PROBLEM DETAILS >>
The data below is to be returned in full and exactly.
****
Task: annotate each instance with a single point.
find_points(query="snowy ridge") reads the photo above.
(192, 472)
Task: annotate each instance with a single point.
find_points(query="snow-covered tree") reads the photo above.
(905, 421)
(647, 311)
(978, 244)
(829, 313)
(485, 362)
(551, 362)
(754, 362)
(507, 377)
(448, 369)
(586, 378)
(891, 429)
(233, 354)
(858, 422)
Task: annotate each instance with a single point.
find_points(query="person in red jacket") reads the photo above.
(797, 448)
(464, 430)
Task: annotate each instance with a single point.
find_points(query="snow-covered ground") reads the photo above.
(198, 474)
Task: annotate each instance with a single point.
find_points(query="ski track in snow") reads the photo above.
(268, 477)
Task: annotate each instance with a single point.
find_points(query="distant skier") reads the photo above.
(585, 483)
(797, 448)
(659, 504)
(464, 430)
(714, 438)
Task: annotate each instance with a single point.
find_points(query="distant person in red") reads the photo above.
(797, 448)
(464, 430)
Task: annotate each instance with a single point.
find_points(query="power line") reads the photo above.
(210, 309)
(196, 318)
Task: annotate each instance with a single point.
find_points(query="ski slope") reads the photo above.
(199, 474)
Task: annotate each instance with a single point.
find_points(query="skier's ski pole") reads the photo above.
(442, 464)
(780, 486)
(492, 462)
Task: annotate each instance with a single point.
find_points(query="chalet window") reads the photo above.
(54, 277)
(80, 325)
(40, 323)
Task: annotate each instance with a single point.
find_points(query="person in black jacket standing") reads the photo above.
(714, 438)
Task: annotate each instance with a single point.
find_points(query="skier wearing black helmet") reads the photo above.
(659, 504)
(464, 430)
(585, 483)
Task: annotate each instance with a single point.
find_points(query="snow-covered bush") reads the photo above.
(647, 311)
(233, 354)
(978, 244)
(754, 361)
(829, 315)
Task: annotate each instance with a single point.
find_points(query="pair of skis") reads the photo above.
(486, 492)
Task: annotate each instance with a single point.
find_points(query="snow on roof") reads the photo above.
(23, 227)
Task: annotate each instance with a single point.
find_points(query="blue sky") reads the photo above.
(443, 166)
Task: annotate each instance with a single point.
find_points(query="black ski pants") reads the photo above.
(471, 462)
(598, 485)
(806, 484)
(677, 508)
****
EXERCISE RESULT >>
Task: annotate each instance with a single point.
find_points(query="snowy ridge") reads the photo above.
(192, 472)
Task: annotate each instance with a single point.
find_points(query="snow-covered tree") reads the photo above.
(905, 421)
(647, 311)
(978, 244)
(829, 313)
(485, 362)
(551, 362)
(754, 362)
(507, 377)
(448, 369)
(586, 378)
(891, 429)
(233, 354)
(858, 422)
Task: annotate each instance with a single point.
find_points(query="person in red jacket") reads the photo above.
(797, 448)
(464, 430)
Task: annotate each instance with a single point.
find_points(query="snow-covered ground") reads the photo above.
(198, 474)
Task: annotate each instance with a single point.
find_points(query="ski track in snow") reads the photo above.
(268, 477)
Task: annotate each instance with a single point.
find_points(query="distant skier") reads the photo above.
(585, 483)
(797, 448)
(659, 504)
(464, 430)
(714, 438)
Task: annotate each instance with a single point.
find_points(query="distant person in red") reads the photo above.
(797, 448)
(464, 430)
Task: annotate each instance with a single point.
find_points(query="power line") reads the photo above.
(210, 309)
(196, 318)
Task: annotate each instance with a single point.
find_points(query="ski slope") reads the photo above.
(199, 474)
Task: annotate each instance with a single point.
find_points(query="skier's ski pole") reads the photo above.
(442, 464)
(780, 486)
(492, 462)
Task: annotate each instance with a single point.
find_points(query="chalet window") reads the photo above.
(54, 277)
(80, 325)
(40, 323)
Task: annotate each instance with a single point.
find_points(query="person in black jacket standing") reads the photo above.
(714, 438)
Task: annotate each instance with a single point.
find_points(query="skier wearing black helmet") reads the photo above.
(659, 504)
(464, 430)
(585, 483)
Task: annotate each instance with a single point.
find_points(query="snow-covered bush") reads the photo above.
(647, 311)
(233, 354)
(978, 244)
(754, 361)
(829, 315)
Task: annotate each instance with a single point.
find_points(query="pair of skis") reads the photo above.
(486, 492)
Task: annotate each instance with a single point.
find_points(query="snow on roof") reads the photo above.
(23, 227)
Task: annotate each instance with a single point.
find_points(query="blue sky") reads the photo above.
(443, 166)
Task: annotate each instance with a single point.
find_points(query="black ski pants") reads the photo above.
(471, 462)
(598, 485)
(806, 484)
(677, 508)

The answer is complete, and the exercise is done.